- Exercise requirements:
Quote only the lines that start at the line with "find the brown background" and run to the end of the entries; omit the pictures.

---*---

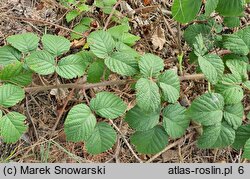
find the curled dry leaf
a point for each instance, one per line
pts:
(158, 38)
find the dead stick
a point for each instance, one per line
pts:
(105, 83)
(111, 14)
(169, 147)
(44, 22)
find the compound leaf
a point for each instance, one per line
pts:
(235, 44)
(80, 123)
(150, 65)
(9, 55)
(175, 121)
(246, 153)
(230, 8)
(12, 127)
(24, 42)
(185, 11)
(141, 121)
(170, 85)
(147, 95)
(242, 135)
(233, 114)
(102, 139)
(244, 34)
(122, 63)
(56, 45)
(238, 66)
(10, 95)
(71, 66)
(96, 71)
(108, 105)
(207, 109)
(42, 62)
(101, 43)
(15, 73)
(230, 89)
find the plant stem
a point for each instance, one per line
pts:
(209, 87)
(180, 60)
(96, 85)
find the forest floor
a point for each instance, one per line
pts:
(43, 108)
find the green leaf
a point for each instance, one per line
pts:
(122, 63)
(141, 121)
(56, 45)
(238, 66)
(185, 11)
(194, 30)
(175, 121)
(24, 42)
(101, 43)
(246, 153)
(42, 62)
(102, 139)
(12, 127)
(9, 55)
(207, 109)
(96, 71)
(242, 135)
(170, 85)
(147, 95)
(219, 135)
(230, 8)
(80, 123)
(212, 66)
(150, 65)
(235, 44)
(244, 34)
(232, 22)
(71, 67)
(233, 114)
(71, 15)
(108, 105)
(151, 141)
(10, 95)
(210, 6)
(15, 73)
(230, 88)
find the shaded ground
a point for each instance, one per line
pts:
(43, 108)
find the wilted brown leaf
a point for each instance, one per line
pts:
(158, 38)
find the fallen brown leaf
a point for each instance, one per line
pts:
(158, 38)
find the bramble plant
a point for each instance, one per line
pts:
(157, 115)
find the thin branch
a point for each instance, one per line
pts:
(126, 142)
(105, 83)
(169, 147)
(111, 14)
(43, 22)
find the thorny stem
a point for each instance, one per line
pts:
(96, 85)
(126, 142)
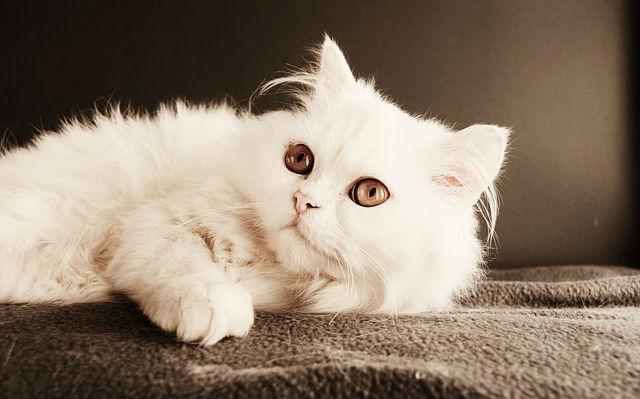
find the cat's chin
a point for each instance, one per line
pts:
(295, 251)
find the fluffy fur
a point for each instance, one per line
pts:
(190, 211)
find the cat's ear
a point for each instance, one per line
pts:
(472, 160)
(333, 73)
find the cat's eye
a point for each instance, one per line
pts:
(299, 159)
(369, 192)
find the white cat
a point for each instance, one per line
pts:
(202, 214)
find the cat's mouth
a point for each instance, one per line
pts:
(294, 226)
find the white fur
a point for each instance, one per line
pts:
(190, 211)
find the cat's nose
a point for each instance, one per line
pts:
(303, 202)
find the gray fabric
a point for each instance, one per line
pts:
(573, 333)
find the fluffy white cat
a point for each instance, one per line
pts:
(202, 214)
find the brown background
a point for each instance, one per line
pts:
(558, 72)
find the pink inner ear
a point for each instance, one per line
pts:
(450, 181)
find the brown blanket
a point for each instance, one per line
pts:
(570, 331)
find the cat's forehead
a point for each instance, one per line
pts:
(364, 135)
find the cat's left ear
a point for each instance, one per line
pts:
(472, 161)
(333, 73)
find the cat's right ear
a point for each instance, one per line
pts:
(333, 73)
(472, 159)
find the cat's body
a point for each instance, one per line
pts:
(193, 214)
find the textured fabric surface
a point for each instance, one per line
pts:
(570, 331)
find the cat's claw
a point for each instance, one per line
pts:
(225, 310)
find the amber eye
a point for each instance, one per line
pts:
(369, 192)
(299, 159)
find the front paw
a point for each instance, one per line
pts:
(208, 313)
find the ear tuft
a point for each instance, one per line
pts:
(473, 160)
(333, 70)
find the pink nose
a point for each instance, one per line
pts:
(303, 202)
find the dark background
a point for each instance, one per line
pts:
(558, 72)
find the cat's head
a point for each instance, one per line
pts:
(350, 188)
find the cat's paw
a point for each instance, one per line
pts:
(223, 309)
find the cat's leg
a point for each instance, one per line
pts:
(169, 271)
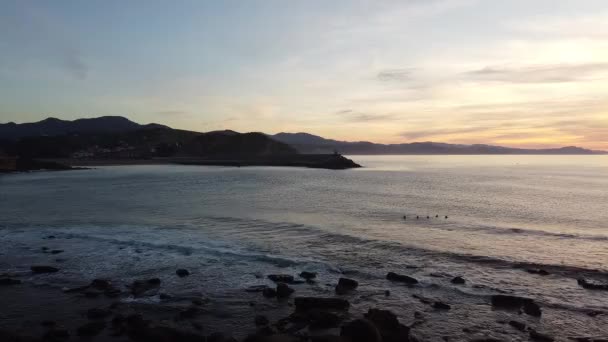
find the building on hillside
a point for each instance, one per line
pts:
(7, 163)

---*---

- Full output:
find the brown background
a point for each instance, one per line
pts:
(558, 72)
find the pink inner ear
a point for each instance, one per line
pts:
(450, 181)
find the brown blanket
a point for each instance, one per line
pts:
(570, 331)
find the cat's forehead
a point for each instance, one per line
pts:
(364, 135)
find the cat's left ear
a point for each instance, one per line
pts:
(472, 161)
(333, 73)
find the cat's right ear
a point for each instance, one per line
pts:
(333, 73)
(472, 159)
find the cat's body
a point for each instance, one per line
pts:
(193, 214)
find the textured fabric surface
a point for each instance, one per line
pts:
(570, 331)
find the cat's claw
a point for each instance, one per line
pts:
(225, 310)
find the amber eye
a point for each instance, one per line
pts:
(369, 192)
(299, 159)
find the front paw
a point for each instance, one per line
pts:
(208, 313)
find the ear tuft
a point for each instance, one per line
pts:
(473, 160)
(333, 70)
find the pink nose
a point for each instance, one per line
pts:
(303, 202)
find the dark background
a point for each instance, one per line
pts:
(558, 72)
find the cat's head
a point for each instance, one per line
pts:
(350, 188)
find the cat's paw
a point for each instance, one per line
pts:
(223, 309)
find the cat's leg
a point for each instance, one per line
pts:
(169, 271)
find the building on hillside
a point for each instance, one per line
pts:
(7, 163)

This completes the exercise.